§ **Given instruction**
Carry the passage on Virtual-Time Rate queue management forward from its final sentence.

§ **Source document**
_ _ _
In summary, the described aspects of Virtual-Time Rate can provide improved buffer management in multi-queue systems. Using VTR as described here, a set of buffers can be allocated more efficiently and fairly amongst the sub-queues in comparison with existing solutions. An increased efficiency in the use of the buffers can usually result in an increase in the overall throughput. In addition, the increased efficiency in the use of the buffers can be used to reduce the cost of the network device. Furthermore, VTR may result in a more accurate and fair method of sharing limited resources (e.g., memory buffers) between users of a network, which can result in an increased fairness.


In comparison with a global static threshold, VTR can ensure that each sub-queue cannot use more than its fair share of the buffers. In comparison with a static per-queue threshold, VTR can ensure that most buffers are used. In comparison with previous Dynamic Buffer Management techniques, VTR can improve fairness and reduce complexity. In particular, in VTR, only a single value needs to be measured and only a single threshold needs to be computed.


VTR can also be used to implement Active Queue Management, Flow Control, and other congestion managements schemes. In comparison with existing schemes, VTR can provide a less noisy and more accurate measurement of queuing delay, or VTR can provide a fairer behavior of the congestion management across sub-queues.


ASPECTS AND VARIATIONS OF THE INSTANT APPLICATION

In general, the disclosed aspects provide a method, computer system, and non-transitory computer-readable storage medium for facilitating managing queues based on a virtual time rates. In one aspect, the system maintains a queue structure used for storing packets and comprising a plurality of sub-queues used to process the packets, wherein the packets in the queue structure are to be dequeued by a scheduler. The system computes a respective packet virtual time for a respective packet based on at least a packet virtual time of a previous packet processed by the same sub-queue, wherein the respective packet virtual time indicates a relative progress of the respective packet in the sub-queue. The system computes a global virtual time based on a packet virtual time of a packet being dequeued from the queue structure by the scheduler. The system measures a rate at which the global virtual time progresses based on the virtual time of packets dequeued by the scheduler from the queue structure. The system manages congestion in a respective sub-queue based on the rate at which the global virtual time progresses, a metric of the respective sub-queue, and an amount of a resource for the queue structure.


In a variation on this aspect, the system manages the congestion in the respective sub-queue by dropping one or more packets.


In a further variation on this aspect, the system manages the congestion in the respective sub-queue by changing an explicit congestion notification (ECN) value in a header of one or more packets.


In a further variation, the system manages the congestion in the respective sub-queue by transmitting a pause frame.


In a further variation, the system manages the congestion in the respective sub-queue by transmitting a flow control signal or a flow control packet.
_ _ _
§ **Rows**
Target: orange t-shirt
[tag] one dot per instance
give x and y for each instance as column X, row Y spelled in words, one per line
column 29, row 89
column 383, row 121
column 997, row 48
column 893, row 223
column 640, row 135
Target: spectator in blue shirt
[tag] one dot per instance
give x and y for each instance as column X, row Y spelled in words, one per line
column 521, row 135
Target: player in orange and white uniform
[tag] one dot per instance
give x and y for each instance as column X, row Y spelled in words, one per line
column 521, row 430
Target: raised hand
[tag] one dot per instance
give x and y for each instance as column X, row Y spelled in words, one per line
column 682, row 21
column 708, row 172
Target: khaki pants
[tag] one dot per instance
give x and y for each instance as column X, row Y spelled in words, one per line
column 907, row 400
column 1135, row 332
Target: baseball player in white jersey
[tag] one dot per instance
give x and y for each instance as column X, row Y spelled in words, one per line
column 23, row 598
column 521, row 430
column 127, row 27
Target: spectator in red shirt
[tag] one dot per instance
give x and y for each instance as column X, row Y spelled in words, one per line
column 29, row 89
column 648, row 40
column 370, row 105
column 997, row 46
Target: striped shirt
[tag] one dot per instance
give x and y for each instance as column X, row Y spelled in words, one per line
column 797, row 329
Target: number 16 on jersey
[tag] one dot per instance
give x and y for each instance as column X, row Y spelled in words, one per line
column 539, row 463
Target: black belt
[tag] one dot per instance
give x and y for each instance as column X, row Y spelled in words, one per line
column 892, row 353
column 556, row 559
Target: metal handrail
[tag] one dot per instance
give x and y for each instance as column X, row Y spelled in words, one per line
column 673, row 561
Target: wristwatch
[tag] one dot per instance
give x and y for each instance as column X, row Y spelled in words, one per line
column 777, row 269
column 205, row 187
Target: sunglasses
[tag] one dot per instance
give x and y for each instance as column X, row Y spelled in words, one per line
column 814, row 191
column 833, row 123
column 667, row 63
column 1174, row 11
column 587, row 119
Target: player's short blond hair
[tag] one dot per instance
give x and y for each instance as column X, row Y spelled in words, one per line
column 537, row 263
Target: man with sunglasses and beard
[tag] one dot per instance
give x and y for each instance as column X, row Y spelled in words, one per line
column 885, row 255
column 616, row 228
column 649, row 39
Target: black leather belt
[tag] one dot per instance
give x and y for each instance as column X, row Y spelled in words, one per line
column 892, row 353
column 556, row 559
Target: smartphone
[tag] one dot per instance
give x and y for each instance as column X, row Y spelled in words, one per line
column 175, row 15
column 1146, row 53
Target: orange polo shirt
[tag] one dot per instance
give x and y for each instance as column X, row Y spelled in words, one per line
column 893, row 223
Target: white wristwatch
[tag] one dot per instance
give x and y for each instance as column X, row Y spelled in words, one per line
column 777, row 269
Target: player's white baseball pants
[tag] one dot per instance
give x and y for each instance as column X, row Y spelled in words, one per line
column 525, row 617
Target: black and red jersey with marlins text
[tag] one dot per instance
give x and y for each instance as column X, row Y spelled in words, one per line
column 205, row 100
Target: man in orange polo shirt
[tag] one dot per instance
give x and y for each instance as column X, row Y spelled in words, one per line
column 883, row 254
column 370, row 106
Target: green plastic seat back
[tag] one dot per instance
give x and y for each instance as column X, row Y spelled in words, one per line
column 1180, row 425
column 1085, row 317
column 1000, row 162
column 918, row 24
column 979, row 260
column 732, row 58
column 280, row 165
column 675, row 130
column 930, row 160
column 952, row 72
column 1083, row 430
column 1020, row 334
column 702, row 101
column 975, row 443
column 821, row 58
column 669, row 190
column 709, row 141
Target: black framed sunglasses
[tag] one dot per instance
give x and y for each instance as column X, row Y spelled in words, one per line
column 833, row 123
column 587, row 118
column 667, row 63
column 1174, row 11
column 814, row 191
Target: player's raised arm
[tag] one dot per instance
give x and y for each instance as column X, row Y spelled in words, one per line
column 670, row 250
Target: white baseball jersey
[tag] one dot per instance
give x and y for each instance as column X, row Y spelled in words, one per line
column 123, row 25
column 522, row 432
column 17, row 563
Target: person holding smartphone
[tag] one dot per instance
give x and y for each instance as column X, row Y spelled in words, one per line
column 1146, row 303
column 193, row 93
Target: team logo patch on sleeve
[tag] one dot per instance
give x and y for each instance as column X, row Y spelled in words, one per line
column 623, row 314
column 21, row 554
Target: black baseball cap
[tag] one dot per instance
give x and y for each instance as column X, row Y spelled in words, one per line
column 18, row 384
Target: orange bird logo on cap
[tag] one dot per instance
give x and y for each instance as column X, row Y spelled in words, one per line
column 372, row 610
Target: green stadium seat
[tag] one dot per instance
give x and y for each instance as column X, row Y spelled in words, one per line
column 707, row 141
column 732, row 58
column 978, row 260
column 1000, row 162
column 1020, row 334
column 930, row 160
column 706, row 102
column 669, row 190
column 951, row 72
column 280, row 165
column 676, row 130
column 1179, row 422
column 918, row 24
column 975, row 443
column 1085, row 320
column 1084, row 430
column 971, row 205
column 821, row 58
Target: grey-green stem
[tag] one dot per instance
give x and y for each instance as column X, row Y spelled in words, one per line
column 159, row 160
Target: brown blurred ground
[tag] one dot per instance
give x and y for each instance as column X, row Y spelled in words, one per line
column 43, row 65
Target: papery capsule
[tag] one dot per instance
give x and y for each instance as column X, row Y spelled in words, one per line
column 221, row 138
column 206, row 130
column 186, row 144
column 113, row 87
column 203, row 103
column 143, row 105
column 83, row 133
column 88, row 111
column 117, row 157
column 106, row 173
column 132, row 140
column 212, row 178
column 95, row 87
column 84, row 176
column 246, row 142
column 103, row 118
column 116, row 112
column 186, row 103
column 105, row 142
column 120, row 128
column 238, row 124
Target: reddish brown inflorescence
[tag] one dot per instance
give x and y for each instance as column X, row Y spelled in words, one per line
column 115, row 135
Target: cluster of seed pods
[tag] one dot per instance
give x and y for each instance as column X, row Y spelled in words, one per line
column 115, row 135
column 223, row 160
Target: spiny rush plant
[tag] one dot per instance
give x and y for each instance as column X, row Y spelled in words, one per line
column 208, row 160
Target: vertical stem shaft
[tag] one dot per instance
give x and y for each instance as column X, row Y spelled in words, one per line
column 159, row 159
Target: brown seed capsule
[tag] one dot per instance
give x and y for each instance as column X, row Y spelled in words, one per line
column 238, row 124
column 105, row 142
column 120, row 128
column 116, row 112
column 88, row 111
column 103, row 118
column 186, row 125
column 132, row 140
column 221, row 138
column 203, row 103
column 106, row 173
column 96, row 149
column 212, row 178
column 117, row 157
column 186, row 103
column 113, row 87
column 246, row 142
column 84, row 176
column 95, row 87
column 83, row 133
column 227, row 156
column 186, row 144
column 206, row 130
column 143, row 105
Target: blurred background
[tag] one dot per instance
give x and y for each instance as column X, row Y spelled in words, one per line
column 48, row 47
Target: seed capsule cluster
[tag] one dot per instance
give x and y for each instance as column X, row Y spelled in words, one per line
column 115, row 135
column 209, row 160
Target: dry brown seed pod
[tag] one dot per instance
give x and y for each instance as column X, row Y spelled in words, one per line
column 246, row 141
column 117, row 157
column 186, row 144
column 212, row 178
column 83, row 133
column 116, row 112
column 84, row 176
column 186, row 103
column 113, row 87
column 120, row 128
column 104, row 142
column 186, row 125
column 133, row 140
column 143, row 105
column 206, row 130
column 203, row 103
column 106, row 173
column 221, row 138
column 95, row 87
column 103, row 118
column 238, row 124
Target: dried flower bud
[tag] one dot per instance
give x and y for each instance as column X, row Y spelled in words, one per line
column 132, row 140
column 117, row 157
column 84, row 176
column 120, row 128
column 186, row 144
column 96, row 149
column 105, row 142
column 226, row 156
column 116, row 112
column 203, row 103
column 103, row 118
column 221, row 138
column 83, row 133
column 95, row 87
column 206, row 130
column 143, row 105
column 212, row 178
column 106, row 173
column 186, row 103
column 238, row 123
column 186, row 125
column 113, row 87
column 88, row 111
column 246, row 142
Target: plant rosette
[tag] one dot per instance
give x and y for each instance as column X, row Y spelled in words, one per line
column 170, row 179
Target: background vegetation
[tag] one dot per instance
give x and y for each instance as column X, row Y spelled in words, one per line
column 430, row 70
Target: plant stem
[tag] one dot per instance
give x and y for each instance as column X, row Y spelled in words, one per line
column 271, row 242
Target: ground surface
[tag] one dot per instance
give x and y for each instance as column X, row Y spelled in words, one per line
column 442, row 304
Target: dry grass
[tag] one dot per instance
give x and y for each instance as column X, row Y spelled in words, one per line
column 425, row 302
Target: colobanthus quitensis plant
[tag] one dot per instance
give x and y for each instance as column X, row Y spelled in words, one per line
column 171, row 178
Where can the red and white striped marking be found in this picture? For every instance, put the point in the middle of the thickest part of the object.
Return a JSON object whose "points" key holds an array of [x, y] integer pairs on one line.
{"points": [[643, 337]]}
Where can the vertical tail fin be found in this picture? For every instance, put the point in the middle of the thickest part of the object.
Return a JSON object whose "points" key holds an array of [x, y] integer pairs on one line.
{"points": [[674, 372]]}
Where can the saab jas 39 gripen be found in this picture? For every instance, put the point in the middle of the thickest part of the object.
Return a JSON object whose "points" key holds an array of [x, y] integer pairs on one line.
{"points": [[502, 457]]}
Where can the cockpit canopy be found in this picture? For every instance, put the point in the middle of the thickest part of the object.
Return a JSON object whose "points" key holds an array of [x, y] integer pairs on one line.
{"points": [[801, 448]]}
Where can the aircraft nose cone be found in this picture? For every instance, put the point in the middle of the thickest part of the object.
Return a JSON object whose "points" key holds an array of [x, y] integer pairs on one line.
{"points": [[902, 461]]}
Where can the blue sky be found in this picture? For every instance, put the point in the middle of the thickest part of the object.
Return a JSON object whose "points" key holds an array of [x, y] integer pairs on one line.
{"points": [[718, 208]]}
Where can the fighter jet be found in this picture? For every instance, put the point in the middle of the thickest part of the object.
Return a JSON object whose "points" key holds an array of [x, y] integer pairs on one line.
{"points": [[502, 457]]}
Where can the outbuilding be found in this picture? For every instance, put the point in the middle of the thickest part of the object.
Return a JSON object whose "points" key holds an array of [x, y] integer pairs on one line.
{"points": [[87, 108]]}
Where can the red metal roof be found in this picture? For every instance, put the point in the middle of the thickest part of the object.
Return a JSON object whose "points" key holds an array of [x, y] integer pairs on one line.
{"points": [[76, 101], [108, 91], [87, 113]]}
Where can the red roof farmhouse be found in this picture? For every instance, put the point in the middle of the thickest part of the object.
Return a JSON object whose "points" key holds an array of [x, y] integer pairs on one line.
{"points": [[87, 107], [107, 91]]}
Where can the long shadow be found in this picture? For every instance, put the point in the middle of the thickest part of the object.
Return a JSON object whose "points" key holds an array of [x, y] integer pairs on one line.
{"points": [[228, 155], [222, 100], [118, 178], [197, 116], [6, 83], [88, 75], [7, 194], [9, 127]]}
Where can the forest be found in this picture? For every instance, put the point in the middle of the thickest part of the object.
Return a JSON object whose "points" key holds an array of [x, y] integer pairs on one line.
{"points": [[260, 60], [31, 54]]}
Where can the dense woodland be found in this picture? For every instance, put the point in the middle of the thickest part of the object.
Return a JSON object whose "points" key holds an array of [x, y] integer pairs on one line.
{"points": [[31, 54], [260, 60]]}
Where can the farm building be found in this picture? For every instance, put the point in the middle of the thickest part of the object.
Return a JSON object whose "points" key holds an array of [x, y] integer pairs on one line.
_ _ _
§ **Answer below**
In a further variation, the system manages the congestion in the respective sub-queue by: scaling the metric of the respective sub-queue based on the rate at which the global virtual time progresses; comparing the scaled metric of the respective sub-queue with the amount of the resource for the queue structure; and managing the congestion in the respective sub-queue based on the comparison.


In yet another variation, the system manages the congestion in the respective sub-queue further based on a length of the sub-queue.


In a further variation, the system determines a predicted delay based on the length of the respective sub-queue. The system computes a probability based on the predicted delay and a configured target delay. The system manages the congestion in the respective sub-queue further based on the probability.


In a further variation, the system computes a dynamic threshold based on the amount of the resource and the measured global virtual time rate. The system compares a current size of the respective sub-queue to the dynamic threshold. The system manages the congestion in the respective sub-queue further based on the comparison.


In a further variation, the amount of the resource comprises at least one of: a byte value; a number of packet buffers; or a delay threshold.


In another aspect, a computer system comprises at least one processing resource and at least one non-transitory machine-readable storage device comprising instructions executable by the at least one processing resource to perform the method as described above, including in relation to FIGS. 3-7 and instructions 822-830 of FIG. 8.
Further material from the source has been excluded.